#### [Passage to read]
The show was launched in November 1997 on WWOZ in New Orleans. It was created by Nick Spitzer and Mary Beth Kirchner, who had worked together previously producing segments for All Things Considered. By 1998, American Routes was syndicated by American Public Radio for 39 stations.

In the wake of Hurricane Katrina, production of the show temporarily relocated to KRVS 88.7 FM at the University of Louisiana at Lafayette in Lafayette, Louisiana. While in Lafayette, Spitzer and his crew produced a series of shows called After the Storm, which "followed the rebuilding of the Gulf Coast through the stories and songs of its musicians".

Production operations have since returned to New Orleans with studios at Tulane University. In July 2008, American Routes announced an affiliation with Tulane.

American Routes celebrated its 10th anniversary on January 16, 2009, with a concert at the House of Blues in New Orleans. Performers included Dr. Michael White, Trombone Shorty and Al Johnson. Performances and interviews from the show were included in a program that aired the week of February 18, 2009.

American Routes has more than 300 original shows in its catalog, and a database of over 1000 hours of interviews.

As of July 2011, the program switched distributors from APM to the Public Radio Exchange, although it continued to be distributed on the public radio satellite system. It was the second major public radio series to switch to the web-based distributor from one of the "Big 3" public radio distributors, after Sound Opinions switched from APM the prior year.

#### [Problem set]
1. In the text about the American Routes radio program, where did production temporarily relocate in the wake of Hurricane Katrina?
2. Reproduce word for word the part of the American Routes text that opens with the words containing "American Routes celebrated" and closes with "hours of interviews.".
3. Resume the text about the American Routes radio program, carrying it on from its final sentence.

#### [Dataset content]
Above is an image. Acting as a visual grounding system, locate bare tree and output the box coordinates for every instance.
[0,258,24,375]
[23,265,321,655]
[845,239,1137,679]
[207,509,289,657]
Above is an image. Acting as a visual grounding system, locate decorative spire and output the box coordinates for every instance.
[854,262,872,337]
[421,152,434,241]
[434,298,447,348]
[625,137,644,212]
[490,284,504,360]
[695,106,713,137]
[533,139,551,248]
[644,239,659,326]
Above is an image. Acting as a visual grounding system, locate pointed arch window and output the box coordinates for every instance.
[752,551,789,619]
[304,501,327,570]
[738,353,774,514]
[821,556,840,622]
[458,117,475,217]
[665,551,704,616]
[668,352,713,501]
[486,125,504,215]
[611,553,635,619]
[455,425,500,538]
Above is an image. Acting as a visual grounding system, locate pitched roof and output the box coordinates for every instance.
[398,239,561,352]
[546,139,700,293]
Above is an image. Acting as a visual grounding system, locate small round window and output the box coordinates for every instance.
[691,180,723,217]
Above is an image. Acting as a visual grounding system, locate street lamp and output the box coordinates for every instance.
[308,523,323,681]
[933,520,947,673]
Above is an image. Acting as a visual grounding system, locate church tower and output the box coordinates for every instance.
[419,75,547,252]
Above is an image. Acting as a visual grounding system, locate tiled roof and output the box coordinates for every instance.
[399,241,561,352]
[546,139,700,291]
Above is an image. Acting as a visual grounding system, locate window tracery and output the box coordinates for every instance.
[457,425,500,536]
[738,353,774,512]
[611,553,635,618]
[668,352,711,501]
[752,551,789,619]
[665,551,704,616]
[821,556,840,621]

...

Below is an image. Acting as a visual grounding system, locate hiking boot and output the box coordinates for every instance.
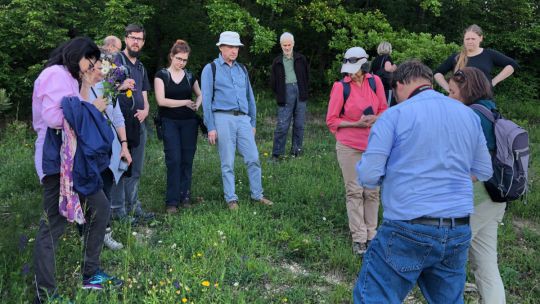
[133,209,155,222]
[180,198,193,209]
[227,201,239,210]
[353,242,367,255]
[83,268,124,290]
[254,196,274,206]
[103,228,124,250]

...

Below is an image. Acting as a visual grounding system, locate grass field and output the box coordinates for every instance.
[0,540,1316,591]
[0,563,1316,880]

#### [Answers]
1. Production moved to KRVS 88.7 FM at the University of Louisiana at Lafayette in Lafayette, Louisiana.

2.
American Routes celebrated its 10th anniversary on January 16, 2009, with a concert at the House of Blues in New Orleans. Performers included Dr. Michael White, Trombone Shorty and Al Johnson. Performances and interviews from the show were included in a program that aired the week of February 18, 2009.

American Routes has more than 300 original shows in its catalog, and a database of over 1000 hours of interviews.

3.
==Format==
Every American Routes show is two hours long. The show consists of songs arranged around interviews, usually of musicians or field audio from various cultural events or institutions. The music is chosen to complement the theme of the show. You can find archived radio shows featuring playlists of specific artists and styles to choose from, streaming 24/7 at American Routes

==Interviews==

Notable interviews featured on American Routes include:

- Joan Baez
- Chuck Berry
- Ray Charles
- Dr John

- Al Green
- Buddy Guy
- Herbie Hancock
- Jim Jarmusch

- Norah Jones
- Spike Lee
- Jerry Lee Lewis
- Taj Mahal

- Hugh Masekela
- Willie Nelson
- Dolly Parton
- Bonnie Raitt

- Anne Rice
- Sonny Rollins
- Pete Seeger
- Allen Toussaint

- Porter Wagoner
- Tom Waits
- Wilco
- Brian Wilson

==Staff==
As of April 2018:
- Nick Spitzer – Host and Producer
- Mary Beth Kirchner – Founding Executive Producer
- Betsy Shepherd – Managing Producer & Editor
- Garrett Pittman – Associate Producer
- Olivia Broslawsky – Assistant Producer
- Jason Rhein – Technical Supervisor
- Lauren Callihan — Development Associate

==CD releases==
- American Routes with Nick Spitzer: Songs and Stories from the Road [2 CD] (2008, Highbridge Company)
- Our New Orleans: A Benefit Album [CD] (2005, Nonesuch Records)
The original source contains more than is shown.